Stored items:
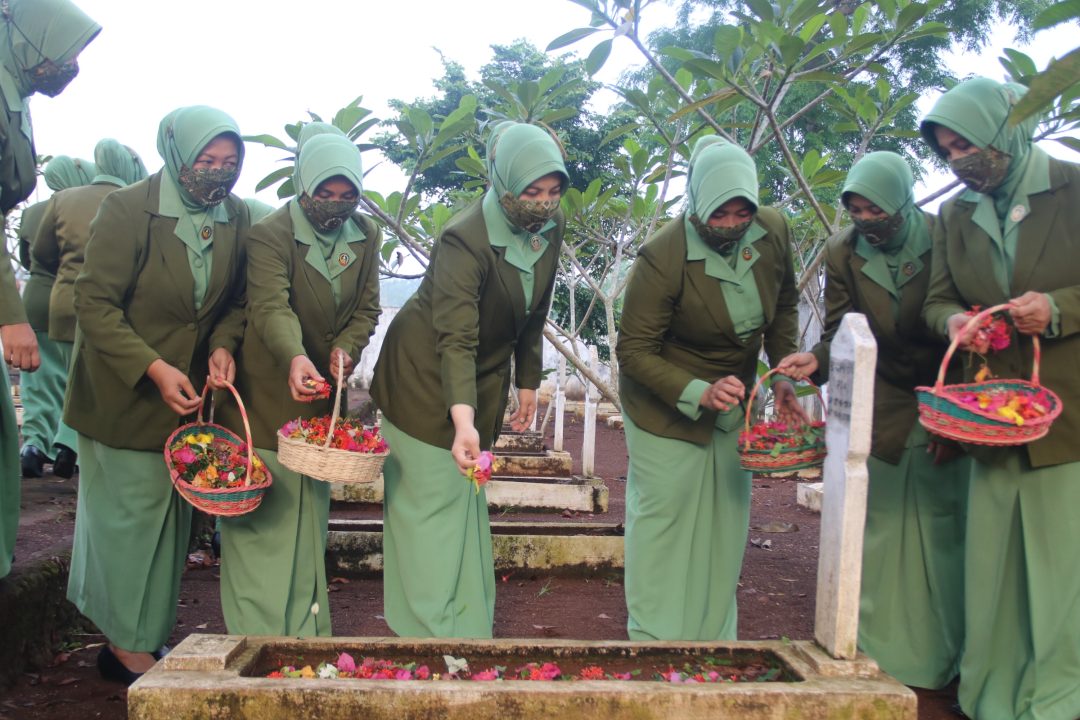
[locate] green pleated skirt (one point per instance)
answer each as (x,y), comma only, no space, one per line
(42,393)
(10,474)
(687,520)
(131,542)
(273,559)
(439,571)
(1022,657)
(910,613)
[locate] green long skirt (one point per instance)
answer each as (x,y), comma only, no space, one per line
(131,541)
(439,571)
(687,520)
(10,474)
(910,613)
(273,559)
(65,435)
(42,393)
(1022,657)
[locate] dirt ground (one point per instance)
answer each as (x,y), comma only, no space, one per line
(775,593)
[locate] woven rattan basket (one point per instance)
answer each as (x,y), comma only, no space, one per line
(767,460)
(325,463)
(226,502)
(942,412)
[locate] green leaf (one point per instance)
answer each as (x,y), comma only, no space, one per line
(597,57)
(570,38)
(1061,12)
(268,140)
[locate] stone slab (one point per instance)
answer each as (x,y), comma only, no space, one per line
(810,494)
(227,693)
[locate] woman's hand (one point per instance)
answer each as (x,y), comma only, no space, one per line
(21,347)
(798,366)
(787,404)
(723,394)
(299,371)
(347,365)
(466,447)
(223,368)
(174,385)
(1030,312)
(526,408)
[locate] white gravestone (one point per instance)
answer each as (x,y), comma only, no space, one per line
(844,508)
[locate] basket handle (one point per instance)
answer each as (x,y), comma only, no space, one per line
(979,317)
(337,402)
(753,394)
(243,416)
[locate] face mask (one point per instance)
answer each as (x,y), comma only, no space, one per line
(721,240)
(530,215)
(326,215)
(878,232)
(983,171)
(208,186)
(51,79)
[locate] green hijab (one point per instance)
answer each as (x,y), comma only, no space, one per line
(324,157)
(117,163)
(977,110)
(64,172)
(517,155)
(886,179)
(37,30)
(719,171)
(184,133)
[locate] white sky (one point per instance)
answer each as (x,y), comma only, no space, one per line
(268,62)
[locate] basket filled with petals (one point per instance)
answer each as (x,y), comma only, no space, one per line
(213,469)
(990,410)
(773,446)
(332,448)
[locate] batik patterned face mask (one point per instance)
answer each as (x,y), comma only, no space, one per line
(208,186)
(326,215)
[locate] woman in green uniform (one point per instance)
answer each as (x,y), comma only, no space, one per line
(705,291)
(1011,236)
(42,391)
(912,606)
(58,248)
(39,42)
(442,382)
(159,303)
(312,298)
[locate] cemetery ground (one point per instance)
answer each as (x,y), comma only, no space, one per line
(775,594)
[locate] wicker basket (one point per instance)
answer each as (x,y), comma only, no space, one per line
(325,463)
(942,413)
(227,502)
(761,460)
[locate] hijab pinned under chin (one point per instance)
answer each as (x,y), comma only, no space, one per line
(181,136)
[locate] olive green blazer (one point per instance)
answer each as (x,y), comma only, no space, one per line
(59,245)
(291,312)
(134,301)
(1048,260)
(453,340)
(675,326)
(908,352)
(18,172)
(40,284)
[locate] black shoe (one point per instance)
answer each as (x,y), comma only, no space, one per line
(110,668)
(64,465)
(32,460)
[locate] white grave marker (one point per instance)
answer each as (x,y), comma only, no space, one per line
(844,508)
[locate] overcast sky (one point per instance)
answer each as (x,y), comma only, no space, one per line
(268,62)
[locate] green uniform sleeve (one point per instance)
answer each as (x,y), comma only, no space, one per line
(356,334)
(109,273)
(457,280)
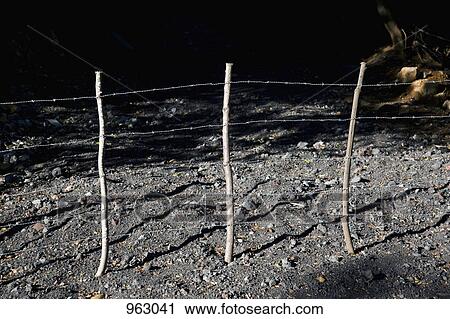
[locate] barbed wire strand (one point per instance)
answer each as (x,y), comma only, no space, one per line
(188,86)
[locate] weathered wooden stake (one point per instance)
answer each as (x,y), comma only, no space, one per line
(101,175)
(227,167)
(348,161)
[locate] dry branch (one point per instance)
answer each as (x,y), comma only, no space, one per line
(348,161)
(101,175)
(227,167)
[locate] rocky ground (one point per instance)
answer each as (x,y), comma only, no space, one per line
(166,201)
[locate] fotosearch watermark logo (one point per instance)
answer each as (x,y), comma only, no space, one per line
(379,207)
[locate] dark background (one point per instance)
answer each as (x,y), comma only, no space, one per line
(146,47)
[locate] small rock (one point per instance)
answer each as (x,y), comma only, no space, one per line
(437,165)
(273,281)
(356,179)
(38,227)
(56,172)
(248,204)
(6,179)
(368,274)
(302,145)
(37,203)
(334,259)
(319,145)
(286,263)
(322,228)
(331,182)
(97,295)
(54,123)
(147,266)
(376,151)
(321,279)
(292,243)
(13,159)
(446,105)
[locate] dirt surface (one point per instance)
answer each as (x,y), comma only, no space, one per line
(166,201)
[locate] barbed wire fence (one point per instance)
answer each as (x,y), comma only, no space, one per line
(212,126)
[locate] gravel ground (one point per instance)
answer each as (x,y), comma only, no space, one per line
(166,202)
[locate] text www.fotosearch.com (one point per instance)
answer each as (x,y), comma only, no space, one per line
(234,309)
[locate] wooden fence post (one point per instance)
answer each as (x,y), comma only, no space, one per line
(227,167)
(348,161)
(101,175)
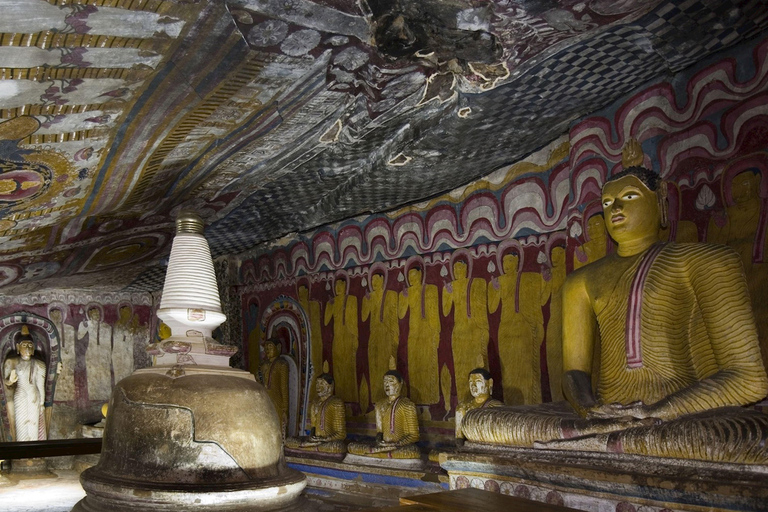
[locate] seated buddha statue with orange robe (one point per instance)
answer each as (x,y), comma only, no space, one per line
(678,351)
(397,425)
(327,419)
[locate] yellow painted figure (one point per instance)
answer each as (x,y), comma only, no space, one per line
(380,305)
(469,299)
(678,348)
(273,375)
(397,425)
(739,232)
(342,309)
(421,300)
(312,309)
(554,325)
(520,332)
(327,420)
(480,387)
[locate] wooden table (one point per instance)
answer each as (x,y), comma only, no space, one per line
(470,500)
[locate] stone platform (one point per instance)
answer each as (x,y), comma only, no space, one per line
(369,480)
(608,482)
==
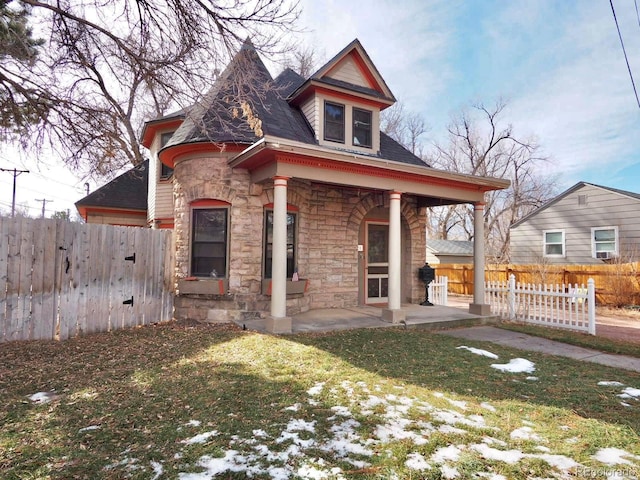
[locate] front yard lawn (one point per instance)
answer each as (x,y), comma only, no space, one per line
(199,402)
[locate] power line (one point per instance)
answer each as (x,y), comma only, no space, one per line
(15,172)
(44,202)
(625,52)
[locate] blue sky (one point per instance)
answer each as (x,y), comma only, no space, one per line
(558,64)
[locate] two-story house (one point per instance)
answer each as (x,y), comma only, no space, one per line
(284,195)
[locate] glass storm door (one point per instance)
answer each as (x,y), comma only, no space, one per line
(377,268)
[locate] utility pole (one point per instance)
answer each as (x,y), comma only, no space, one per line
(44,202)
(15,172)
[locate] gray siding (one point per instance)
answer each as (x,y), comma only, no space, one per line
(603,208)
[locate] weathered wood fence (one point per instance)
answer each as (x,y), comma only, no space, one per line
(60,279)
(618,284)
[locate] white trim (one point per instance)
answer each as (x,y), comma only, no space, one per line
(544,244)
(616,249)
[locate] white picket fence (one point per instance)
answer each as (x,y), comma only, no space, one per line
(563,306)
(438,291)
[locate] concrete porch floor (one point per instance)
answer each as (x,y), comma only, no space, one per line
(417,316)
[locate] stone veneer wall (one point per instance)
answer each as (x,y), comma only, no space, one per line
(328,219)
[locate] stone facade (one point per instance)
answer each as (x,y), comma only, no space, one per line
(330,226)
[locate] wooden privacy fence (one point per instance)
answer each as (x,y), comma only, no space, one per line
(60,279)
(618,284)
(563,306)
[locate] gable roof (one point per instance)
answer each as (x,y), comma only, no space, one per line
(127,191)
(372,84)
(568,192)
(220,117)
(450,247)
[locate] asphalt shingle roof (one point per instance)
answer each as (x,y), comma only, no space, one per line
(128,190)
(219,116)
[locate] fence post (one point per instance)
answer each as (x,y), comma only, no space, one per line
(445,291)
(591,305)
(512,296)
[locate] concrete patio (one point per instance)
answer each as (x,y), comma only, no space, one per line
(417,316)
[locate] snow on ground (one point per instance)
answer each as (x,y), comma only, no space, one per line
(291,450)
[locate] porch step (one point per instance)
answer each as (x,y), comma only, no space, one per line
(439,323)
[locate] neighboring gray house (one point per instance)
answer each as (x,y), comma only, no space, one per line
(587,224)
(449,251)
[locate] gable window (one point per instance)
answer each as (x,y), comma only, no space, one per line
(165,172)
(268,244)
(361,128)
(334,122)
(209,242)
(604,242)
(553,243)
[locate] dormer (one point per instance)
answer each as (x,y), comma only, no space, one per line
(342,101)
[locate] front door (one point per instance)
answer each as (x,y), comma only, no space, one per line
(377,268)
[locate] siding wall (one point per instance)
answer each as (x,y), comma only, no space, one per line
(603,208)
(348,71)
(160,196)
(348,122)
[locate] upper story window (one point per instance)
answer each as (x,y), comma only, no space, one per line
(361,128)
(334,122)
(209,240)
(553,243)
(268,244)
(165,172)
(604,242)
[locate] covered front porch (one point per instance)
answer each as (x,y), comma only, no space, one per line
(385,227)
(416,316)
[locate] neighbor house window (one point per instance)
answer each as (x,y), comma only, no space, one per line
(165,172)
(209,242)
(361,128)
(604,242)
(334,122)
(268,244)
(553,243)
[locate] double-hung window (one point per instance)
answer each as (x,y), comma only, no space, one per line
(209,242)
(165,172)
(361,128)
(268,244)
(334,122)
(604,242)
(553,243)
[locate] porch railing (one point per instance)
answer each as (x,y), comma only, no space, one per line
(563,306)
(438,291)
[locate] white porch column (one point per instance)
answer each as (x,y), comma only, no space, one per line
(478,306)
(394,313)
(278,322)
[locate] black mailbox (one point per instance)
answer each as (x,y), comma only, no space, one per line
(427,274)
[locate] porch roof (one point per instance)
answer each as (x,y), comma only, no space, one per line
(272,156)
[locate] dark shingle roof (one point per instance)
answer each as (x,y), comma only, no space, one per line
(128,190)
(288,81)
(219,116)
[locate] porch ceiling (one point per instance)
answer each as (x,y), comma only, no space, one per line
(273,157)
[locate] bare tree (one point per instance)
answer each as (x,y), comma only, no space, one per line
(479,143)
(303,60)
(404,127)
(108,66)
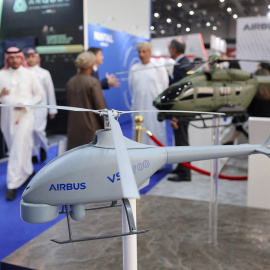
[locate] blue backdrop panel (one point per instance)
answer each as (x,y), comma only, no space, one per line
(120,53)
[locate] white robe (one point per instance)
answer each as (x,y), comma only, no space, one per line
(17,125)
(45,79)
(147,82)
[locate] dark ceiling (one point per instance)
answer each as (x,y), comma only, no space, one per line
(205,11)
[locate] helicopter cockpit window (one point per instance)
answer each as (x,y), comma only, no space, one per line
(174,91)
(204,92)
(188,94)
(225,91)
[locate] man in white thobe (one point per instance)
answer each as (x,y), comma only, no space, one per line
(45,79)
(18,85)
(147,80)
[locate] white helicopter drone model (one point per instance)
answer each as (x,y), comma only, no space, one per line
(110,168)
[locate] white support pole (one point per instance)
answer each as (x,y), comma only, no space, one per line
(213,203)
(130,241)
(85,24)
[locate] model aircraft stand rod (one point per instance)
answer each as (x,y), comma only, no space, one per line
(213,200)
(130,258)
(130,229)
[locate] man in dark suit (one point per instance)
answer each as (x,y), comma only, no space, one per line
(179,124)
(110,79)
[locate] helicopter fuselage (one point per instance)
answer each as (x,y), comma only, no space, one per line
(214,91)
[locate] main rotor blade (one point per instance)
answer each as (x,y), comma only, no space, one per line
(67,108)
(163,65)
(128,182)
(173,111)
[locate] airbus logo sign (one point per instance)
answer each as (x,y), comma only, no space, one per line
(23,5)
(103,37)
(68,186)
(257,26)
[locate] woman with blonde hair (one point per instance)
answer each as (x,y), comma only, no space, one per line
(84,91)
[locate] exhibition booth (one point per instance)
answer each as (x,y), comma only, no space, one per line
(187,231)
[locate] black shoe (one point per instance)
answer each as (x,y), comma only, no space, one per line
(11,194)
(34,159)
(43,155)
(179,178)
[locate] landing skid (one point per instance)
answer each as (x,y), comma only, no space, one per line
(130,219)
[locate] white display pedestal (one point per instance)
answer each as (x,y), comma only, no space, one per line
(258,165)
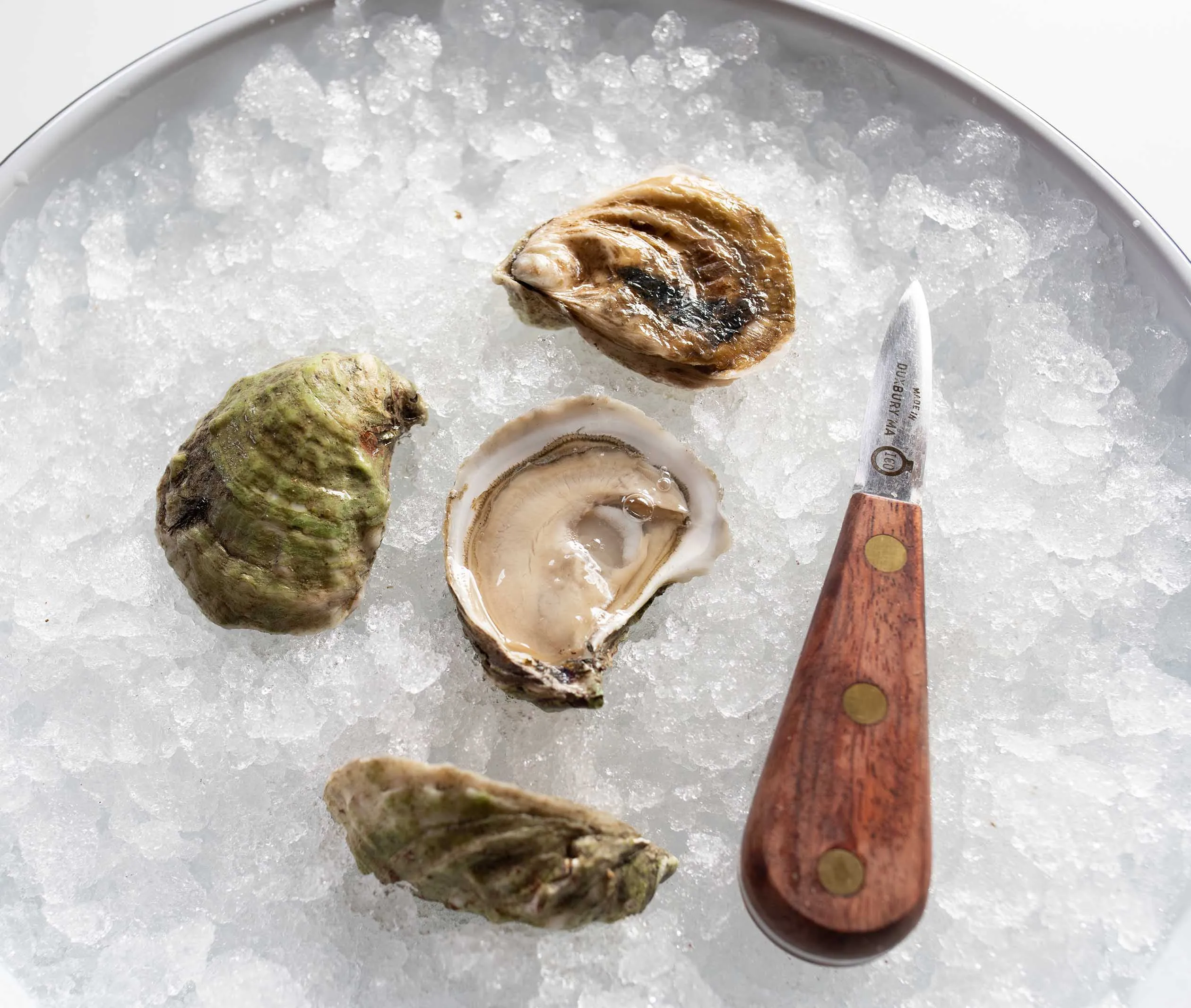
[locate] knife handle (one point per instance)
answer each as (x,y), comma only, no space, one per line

§ **Work item**
Each line of the records that holds the word "mask" should be copied out.

§ **Result**
[locate] face mask (one point per instance)
[locate] batik patterned face mask (one point per instance)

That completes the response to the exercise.